# GIVEN EXERCISE:
In the kitesurfing travel account, which hotel did the group reach after the drive up the Sapphire Coast?
### EXCERPTED TEXT
A few days later we left Yannick, who I had rented a board from, as I'd only brought my kites (10.5 - 8m & 6m bar & harness) and headed on another leg of our journey up the Sapphire Coast (due to the stunning colours of the sea), where we quickly left the tarmac and hit the 4 x 4 trail, and at times we came close, so I thought to getting stuck in deep sand, but the drivers know their stuff.
This time it was just under 4hrs at an average speed of 24kph and we arrived at the Salary Bay Hotel, a most unique boutique hotel in a fabulous position with a stunning 270 degree panorama...nd we brought the wind with us it seemed.
At this location it was obvious that I would be the only kiter and they were not geared up for it, so I spoke to the dive school and had a kid keep an eye out and would help if needed though Elaine helped launch and land in the end, but initially I was a tad aware of being on my own, so if anything happened he could raise the alarm.
I launched the 10.5 and by the end of the session I was well stacked and as I came in quite crowd of kids were around and I was a little worried that they would get in the way of the lines, but again Elaine to the rescue and the kids moved away.
Most kids had never seen a kite.
######
### DATA EXCERPTS
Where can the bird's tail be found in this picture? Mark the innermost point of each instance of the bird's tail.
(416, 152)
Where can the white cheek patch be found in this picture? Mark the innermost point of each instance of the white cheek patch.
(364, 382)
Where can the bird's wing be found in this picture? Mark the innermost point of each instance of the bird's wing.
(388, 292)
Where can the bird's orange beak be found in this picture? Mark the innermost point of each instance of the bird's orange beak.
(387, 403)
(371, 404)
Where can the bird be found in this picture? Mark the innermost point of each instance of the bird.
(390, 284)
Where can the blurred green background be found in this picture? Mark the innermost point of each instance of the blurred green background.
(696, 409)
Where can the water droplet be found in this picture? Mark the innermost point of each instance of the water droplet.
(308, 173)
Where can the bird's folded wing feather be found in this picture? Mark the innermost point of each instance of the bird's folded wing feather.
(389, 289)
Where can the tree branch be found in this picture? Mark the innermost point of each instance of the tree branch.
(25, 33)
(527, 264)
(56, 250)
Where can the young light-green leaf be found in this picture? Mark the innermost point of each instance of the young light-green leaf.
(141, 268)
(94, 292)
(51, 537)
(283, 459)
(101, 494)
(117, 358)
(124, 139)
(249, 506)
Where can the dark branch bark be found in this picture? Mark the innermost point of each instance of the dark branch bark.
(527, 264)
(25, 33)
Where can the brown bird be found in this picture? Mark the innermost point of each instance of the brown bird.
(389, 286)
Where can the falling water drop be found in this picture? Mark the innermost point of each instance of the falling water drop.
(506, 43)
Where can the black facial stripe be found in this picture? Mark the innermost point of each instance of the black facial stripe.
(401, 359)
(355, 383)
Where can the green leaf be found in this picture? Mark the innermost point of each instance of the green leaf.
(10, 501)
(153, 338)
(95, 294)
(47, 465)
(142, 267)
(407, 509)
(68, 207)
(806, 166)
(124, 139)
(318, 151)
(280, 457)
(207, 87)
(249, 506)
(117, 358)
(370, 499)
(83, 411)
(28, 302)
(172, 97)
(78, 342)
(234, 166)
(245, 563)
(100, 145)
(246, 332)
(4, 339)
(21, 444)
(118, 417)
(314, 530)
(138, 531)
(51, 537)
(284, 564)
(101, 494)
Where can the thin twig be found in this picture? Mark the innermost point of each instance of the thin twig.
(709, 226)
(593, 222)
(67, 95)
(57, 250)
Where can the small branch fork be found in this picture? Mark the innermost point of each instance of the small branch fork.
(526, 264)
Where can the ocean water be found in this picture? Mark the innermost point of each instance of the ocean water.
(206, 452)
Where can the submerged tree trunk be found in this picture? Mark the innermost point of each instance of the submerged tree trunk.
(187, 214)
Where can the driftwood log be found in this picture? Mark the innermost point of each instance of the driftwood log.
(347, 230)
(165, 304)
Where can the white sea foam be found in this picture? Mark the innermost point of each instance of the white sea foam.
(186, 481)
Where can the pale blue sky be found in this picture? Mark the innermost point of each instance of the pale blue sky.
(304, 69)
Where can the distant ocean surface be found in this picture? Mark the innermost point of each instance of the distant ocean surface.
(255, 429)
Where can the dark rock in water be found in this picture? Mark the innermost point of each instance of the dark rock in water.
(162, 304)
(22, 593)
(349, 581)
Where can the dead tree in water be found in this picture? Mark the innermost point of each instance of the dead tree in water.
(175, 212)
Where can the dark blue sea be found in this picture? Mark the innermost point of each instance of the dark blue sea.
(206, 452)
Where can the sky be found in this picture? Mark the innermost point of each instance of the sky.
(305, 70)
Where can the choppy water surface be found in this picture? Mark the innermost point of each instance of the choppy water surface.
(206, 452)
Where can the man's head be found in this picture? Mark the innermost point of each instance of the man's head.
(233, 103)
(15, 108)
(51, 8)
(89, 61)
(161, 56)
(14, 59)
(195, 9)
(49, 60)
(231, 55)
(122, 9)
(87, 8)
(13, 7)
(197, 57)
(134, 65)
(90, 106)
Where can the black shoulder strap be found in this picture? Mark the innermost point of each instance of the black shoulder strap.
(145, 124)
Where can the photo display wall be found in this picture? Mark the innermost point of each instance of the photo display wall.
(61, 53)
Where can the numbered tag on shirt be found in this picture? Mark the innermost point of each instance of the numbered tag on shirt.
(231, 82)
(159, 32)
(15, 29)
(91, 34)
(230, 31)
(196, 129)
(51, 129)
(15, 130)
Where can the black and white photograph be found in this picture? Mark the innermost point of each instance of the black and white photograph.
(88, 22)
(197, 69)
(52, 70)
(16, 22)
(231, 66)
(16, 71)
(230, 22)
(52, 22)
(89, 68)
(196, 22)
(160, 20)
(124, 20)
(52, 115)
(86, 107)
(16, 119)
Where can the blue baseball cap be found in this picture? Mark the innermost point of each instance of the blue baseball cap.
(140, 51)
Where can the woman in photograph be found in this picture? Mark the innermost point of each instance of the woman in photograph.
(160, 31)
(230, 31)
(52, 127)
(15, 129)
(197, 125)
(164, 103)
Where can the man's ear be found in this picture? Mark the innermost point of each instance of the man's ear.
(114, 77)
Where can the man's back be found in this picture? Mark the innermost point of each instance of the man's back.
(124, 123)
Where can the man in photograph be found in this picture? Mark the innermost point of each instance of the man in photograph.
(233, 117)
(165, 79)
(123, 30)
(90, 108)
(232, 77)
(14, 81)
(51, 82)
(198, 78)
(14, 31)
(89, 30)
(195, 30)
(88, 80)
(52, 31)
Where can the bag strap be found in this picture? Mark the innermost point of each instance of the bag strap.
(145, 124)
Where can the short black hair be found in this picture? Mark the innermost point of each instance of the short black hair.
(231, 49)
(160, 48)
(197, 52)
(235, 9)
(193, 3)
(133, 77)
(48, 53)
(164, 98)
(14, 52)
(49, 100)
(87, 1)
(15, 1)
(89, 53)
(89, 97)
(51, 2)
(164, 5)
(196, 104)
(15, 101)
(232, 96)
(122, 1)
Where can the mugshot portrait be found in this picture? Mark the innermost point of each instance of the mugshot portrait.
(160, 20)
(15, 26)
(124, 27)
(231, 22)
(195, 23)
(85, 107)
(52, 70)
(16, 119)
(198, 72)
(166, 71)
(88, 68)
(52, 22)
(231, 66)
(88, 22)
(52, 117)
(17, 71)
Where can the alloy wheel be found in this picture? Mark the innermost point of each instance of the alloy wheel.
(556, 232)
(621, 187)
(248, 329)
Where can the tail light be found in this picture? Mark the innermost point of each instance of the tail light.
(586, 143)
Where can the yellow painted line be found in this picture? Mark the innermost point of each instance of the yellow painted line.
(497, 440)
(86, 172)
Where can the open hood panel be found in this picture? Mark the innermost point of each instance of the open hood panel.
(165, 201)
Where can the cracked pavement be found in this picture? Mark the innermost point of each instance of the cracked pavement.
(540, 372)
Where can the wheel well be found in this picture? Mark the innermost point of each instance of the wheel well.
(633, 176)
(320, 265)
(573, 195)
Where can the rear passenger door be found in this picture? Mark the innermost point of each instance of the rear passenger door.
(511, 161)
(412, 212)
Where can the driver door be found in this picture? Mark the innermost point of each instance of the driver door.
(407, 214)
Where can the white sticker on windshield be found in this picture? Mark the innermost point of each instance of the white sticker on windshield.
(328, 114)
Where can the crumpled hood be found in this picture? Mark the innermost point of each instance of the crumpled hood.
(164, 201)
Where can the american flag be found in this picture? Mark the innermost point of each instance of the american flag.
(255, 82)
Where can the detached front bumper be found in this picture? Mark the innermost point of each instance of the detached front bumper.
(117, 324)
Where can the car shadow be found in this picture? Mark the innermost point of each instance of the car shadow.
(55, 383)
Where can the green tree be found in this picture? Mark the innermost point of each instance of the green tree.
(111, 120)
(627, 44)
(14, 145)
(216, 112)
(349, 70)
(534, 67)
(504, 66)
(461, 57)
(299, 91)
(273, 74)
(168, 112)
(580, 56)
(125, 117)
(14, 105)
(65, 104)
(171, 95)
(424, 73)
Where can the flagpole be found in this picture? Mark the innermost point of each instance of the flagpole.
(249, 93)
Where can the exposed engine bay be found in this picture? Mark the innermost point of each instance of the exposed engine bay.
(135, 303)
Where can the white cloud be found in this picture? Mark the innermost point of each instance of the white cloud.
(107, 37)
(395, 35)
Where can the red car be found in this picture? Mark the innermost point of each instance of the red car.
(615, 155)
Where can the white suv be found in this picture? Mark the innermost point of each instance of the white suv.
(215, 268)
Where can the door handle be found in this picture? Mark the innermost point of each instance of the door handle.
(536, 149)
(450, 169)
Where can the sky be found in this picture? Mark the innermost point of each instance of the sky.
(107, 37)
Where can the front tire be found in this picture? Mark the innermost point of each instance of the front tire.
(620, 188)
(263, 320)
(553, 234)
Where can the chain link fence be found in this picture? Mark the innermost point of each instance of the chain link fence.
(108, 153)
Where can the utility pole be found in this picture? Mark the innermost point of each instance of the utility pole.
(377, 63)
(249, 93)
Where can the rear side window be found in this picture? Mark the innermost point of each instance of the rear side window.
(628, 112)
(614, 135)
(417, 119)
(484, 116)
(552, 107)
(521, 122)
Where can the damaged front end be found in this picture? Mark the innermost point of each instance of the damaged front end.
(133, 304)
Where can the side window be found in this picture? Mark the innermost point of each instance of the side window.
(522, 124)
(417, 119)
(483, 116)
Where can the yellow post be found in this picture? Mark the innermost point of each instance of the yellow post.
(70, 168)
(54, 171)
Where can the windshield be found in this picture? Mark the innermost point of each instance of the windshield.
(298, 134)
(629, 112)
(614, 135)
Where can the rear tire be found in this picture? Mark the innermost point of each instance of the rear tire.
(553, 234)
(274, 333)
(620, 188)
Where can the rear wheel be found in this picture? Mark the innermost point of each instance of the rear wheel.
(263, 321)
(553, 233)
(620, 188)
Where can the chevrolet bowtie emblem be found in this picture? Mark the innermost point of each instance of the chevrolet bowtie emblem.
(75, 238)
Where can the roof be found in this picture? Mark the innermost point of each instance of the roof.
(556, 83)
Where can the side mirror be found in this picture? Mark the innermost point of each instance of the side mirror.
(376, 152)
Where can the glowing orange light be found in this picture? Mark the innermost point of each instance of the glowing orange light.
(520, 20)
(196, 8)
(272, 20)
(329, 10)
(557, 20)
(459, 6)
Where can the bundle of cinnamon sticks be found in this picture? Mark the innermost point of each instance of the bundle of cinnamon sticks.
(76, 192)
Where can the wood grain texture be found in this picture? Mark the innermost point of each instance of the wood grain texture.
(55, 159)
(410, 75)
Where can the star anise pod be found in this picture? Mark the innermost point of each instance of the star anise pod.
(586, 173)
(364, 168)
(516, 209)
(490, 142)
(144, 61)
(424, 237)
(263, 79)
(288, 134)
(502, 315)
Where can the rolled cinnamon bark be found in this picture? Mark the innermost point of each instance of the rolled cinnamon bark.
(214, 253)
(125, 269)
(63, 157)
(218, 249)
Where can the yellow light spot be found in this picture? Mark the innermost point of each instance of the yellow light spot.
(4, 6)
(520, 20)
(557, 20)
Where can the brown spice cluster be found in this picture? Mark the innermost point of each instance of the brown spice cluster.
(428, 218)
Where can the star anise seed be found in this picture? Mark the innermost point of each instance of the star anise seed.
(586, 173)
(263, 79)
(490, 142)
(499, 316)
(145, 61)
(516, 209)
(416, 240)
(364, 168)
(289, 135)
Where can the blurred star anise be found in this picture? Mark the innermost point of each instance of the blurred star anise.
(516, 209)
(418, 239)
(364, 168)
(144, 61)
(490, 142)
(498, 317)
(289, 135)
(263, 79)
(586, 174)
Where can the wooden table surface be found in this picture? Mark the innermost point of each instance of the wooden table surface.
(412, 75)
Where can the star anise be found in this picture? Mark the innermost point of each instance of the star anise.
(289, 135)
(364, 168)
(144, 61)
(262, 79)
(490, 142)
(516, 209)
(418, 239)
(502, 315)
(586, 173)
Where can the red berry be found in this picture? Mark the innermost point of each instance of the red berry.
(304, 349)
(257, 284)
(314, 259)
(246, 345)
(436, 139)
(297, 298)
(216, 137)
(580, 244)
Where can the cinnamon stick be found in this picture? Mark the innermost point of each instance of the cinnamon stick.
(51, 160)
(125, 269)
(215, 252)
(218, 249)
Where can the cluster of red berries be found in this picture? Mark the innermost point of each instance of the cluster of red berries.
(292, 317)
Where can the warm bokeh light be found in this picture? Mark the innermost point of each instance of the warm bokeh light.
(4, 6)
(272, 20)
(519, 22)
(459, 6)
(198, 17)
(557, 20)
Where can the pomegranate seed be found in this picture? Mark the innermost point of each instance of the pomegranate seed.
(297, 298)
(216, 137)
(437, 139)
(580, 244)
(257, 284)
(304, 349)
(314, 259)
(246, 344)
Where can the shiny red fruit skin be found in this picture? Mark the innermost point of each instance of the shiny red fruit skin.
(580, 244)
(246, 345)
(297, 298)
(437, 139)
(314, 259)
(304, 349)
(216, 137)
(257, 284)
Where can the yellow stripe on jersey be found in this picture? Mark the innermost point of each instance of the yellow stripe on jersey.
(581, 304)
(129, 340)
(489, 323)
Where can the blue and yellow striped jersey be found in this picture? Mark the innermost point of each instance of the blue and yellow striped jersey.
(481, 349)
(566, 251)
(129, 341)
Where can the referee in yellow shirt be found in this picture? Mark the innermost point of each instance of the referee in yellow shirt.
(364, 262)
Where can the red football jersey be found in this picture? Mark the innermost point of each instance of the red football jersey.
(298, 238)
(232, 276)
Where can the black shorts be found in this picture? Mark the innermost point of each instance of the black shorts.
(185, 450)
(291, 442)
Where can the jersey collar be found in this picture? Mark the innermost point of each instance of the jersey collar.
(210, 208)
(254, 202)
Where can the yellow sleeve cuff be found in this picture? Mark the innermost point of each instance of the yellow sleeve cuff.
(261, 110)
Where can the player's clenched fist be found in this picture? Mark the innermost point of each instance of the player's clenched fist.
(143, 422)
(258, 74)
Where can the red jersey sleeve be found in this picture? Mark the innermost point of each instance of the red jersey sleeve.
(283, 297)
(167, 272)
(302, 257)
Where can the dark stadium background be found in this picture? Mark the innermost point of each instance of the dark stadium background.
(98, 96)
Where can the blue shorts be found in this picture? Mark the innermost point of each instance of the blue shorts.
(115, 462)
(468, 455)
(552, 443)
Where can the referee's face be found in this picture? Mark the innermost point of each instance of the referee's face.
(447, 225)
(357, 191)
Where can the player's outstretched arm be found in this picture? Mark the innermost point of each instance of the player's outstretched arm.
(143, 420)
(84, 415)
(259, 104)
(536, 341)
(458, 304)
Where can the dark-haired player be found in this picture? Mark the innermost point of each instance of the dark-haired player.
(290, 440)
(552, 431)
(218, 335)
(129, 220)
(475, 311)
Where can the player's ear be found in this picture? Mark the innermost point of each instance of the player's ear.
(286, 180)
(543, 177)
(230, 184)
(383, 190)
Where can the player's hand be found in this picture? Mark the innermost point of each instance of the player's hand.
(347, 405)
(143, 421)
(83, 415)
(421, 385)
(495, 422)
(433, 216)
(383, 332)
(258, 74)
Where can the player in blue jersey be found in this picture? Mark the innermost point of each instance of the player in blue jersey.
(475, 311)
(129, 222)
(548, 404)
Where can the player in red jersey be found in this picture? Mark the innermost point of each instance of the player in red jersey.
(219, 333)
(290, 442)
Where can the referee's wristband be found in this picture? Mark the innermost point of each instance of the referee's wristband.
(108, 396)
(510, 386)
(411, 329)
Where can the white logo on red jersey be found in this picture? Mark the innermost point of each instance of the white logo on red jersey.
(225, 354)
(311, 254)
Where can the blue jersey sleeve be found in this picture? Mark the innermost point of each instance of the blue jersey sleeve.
######
# EXERCISE SOLUTION:
The Salary Bay Hotel.